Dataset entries
┏━━

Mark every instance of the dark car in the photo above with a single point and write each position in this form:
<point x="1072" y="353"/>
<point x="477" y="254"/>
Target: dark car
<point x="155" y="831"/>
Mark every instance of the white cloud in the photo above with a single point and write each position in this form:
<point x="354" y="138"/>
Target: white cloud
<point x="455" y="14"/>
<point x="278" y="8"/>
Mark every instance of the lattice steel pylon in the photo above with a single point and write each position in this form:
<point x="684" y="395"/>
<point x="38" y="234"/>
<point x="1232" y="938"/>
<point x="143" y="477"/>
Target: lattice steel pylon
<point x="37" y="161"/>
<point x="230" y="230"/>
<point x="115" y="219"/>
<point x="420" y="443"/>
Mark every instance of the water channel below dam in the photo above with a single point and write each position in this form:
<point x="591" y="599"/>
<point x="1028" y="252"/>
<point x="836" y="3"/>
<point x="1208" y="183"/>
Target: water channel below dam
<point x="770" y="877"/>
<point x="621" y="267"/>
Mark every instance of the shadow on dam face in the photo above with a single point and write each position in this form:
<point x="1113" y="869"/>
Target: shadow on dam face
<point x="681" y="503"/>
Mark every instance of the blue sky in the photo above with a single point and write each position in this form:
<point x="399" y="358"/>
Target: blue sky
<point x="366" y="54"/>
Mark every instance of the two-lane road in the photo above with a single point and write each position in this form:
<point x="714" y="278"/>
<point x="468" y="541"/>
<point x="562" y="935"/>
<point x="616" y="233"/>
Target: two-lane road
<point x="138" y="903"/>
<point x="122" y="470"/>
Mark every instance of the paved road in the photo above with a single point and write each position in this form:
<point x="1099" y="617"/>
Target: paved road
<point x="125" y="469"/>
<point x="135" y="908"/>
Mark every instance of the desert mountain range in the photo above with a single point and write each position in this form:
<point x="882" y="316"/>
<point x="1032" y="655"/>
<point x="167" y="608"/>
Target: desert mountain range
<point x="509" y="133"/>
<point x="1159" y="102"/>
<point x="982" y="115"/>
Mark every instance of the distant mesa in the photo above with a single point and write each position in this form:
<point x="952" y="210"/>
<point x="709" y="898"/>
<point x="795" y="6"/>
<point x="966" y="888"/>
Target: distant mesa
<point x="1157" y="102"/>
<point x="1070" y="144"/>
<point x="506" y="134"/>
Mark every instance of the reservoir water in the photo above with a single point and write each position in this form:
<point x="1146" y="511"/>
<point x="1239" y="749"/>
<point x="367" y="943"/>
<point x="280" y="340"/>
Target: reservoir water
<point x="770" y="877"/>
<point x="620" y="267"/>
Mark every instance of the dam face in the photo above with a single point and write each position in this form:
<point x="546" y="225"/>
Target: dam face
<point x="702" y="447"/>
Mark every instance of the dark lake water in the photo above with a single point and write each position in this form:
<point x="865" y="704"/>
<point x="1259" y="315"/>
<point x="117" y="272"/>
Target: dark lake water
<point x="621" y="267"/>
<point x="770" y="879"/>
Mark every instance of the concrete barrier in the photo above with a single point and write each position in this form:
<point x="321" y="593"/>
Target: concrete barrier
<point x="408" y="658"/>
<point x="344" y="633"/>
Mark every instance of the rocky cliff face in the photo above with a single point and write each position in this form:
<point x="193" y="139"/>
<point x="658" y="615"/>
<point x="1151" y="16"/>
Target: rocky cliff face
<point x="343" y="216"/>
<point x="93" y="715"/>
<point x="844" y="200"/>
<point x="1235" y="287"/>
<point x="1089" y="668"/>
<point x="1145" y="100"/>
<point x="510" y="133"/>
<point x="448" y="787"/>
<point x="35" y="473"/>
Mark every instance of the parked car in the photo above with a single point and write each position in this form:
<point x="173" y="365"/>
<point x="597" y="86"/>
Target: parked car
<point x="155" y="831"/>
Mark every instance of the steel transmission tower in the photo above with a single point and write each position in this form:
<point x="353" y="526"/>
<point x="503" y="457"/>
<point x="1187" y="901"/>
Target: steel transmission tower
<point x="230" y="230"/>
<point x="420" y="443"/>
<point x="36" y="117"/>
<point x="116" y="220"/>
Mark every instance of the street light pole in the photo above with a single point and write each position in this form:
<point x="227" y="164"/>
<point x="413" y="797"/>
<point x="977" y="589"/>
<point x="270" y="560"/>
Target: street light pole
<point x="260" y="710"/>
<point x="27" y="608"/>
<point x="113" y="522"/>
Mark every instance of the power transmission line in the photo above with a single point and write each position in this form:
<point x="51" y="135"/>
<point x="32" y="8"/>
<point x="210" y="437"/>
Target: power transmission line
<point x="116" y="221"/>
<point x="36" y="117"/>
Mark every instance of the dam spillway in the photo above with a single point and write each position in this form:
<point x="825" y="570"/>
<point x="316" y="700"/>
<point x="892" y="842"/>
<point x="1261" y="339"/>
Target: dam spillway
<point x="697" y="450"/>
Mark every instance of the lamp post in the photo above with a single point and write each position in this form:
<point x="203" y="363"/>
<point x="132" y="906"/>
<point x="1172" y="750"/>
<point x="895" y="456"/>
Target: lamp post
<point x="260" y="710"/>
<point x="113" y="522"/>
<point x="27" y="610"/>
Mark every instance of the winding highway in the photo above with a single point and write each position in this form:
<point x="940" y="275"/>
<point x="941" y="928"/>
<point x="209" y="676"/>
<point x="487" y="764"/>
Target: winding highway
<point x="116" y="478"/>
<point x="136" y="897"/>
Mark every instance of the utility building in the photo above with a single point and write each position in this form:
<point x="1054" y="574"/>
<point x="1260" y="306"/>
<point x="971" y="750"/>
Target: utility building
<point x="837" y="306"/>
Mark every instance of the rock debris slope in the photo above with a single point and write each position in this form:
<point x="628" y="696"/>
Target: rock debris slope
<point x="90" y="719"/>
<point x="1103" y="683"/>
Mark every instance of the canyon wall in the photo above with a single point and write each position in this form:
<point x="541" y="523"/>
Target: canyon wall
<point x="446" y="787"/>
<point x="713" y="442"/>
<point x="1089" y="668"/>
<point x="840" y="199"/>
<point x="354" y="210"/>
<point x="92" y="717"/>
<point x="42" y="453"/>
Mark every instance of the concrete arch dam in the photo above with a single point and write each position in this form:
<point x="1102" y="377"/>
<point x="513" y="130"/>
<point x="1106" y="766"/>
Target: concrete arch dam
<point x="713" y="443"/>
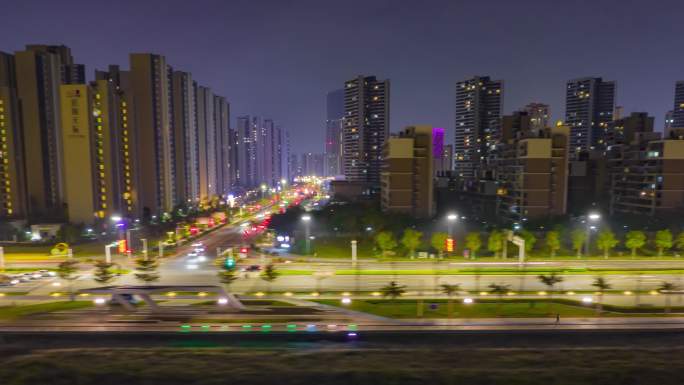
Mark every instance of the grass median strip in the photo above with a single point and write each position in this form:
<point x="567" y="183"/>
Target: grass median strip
<point x="492" y="271"/>
<point x="14" y="312"/>
<point x="490" y="308"/>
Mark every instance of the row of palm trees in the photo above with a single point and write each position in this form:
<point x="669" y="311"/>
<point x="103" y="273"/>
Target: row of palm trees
<point x="606" y="241"/>
<point x="393" y="290"/>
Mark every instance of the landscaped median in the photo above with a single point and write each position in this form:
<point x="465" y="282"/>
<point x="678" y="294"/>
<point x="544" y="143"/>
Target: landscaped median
<point x="490" y="271"/>
<point x="8" y="313"/>
<point x="491" y="308"/>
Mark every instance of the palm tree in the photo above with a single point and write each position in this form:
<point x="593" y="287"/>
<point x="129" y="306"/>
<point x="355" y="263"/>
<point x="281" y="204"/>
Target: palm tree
<point x="499" y="290"/>
<point x="473" y="242"/>
<point x="606" y="241"/>
<point x="450" y="290"/>
<point x="147" y="270"/>
<point x="667" y="288"/>
<point x="635" y="240"/>
<point x="553" y="242"/>
<point x="578" y="238"/>
<point x="550" y="281"/>
<point x="601" y="286"/>
<point x="663" y="241"/>
<point x="270" y="274"/>
<point x="67" y="271"/>
<point x="103" y="272"/>
<point x="411" y="241"/>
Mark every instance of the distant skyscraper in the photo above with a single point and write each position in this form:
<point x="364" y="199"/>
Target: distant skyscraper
<point x="151" y="85"/>
<point x="207" y="142"/>
<point x="669" y="123"/>
<point x="246" y="142"/>
<point x="678" y="111"/>
<point x="186" y="137"/>
<point x="333" y="132"/>
<point x="223" y="164"/>
<point x="589" y="106"/>
<point x="12" y="176"/>
<point x="295" y="166"/>
<point x="479" y="102"/>
<point x="40" y="70"/>
<point x="539" y="114"/>
<point x="366" y="127"/>
<point x="116" y="106"/>
<point x="312" y="164"/>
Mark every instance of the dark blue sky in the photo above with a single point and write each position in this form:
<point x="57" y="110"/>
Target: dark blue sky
<point x="279" y="58"/>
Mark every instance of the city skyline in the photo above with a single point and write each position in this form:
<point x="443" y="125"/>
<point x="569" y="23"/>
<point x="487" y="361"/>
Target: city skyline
<point x="286" y="55"/>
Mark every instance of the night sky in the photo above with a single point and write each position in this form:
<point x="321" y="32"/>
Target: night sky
<point x="279" y="58"/>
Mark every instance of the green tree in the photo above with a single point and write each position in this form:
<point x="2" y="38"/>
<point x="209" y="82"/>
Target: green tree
<point x="634" y="240"/>
<point x="411" y="240"/>
<point x="550" y="281"/>
<point x="386" y="242"/>
<point x="578" y="237"/>
<point x="70" y="233"/>
<point x="663" y="241"/>
<point x="667" y="288"/>
<point x="679" y="242"/>
<point x="450" y="291"/>
<point x="393" y="290"/>
<point x="606" y="241"/>
<point x="530" y="240"/>
<point x="67" y="271"/>
<point x="227" y="275"/>
<point x="146" y="270"/>
<point x="103" y="272"/>
<point x="438" y="242"/>
<point x="553" y="242"/>
<point x="601" y="286"/>
<point x="495" y="242"/>
<point x="499" y="290"/>
<point x="473" y="243"/>
<point x="270" y="274"/>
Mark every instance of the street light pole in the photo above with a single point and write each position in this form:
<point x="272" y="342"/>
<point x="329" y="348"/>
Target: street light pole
<point x="144" y="241"/>
<point x="591" y="217"/>
<point x="307" y="219"/>
<point x="451" y="218"/>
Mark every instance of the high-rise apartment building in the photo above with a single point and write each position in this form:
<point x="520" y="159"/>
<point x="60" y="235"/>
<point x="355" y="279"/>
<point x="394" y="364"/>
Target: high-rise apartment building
<point x="669" y="122"/>
<point x="265" y="155"/>
<point x="539" y="114"/>
<point x="407" y="173"/>
<point x="625" y="130"/>
<point x="151" y="83"/>
<point x="312" y="164"/>
<point x="479" y="102"/>
<point x="589" y="107"/>
<point x="186" y="141"/>
<point x="532" y="171"/>
<point x="224" y="181"/>
<point x="116" y="107"/>
<point x="333" y="132"/>
<point x="39" y="71"/>
<point x="12" y="176"/>
<point x="678" y="110"/>
<point x="246" y="151"/>
<point x="207" y="142"/>
<point x="647" y="176"/>
<point x="366" y="127"/>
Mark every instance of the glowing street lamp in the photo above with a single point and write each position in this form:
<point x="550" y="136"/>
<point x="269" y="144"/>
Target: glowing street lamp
<point x="307" y="219"/>
<point x="591" y="217"/>
<point x="451" y="218"/>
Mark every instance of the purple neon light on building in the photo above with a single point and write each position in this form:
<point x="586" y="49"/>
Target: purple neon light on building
<point x="437" y="142"/>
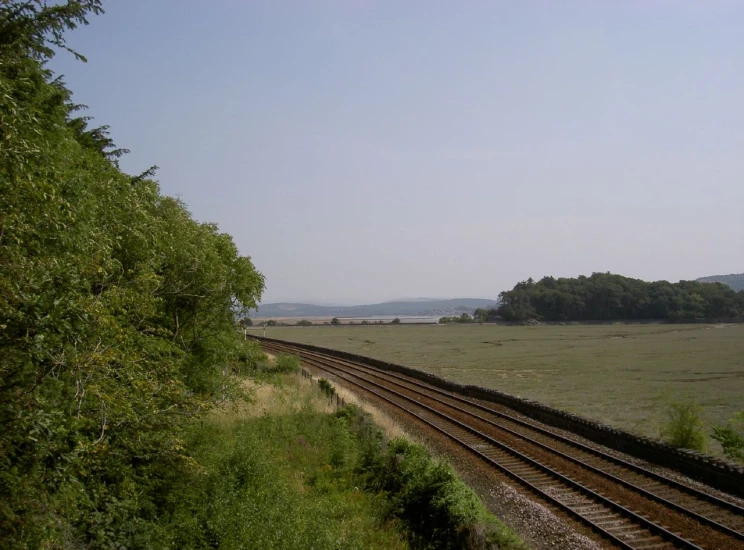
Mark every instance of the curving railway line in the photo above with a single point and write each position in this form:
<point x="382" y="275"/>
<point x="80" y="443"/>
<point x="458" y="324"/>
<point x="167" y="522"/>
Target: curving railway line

┗━━

Gather every line from the entries above where the word "railway" appears, and copy them.

Mark every instance of the curving railway line in the photo above with a single point and write each position in this form:
Target: curving railway line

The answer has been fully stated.